**Problem description:** If a line in the records below contains the word "tower", copy it.

**The input:**
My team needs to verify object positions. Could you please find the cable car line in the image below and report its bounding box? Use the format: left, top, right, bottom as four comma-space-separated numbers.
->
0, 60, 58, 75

...

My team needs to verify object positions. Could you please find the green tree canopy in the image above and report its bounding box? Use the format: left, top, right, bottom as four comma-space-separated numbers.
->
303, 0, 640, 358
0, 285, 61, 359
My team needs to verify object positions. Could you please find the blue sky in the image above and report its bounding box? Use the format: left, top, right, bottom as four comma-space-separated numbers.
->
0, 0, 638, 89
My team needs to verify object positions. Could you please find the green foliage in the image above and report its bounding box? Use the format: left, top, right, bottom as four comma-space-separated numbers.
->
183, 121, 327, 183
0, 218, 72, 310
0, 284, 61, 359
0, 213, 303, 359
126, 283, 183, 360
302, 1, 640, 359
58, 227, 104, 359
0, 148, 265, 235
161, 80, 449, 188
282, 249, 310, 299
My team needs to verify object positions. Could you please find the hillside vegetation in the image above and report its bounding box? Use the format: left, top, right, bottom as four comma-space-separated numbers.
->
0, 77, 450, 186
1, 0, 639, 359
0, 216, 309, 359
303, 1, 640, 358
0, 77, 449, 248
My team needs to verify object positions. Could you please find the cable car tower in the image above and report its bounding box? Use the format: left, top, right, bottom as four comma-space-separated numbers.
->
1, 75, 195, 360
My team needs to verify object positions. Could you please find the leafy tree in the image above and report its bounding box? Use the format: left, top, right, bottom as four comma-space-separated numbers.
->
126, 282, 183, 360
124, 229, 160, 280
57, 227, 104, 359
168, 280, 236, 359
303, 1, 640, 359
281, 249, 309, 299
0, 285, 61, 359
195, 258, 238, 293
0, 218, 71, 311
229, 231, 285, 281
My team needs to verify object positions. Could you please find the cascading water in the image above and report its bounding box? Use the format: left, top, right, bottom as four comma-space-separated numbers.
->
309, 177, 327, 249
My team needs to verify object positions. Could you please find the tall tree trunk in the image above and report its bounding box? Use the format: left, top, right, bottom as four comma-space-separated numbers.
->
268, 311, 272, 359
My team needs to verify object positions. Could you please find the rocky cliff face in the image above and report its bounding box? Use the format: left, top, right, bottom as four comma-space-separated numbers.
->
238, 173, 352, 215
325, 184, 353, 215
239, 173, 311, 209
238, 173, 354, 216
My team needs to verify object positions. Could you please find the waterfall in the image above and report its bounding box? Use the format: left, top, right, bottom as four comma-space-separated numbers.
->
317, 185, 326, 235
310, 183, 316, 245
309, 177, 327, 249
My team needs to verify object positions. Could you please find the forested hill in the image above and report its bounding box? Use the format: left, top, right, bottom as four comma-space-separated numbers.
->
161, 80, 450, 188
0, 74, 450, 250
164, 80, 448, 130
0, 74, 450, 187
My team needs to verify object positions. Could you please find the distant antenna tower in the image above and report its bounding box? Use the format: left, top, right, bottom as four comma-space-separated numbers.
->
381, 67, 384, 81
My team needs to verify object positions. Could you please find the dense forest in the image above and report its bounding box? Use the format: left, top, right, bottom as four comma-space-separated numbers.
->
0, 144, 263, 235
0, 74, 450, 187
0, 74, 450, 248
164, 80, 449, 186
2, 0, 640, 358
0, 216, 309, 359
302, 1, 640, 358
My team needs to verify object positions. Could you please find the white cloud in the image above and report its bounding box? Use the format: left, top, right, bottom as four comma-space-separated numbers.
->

**Exercise answer:**
My team needs to verify object positions. Could you please find the cable car tower in the image above and report its bounding box? Use the format: left, top, right, bottom as four comma-space-separated numbers.
My team needs to verify object positions. Could you please find the distant antenna tower in the image above and report its bounding box? Use the format: left, top, right, bottom as four comma-space-separated numbers.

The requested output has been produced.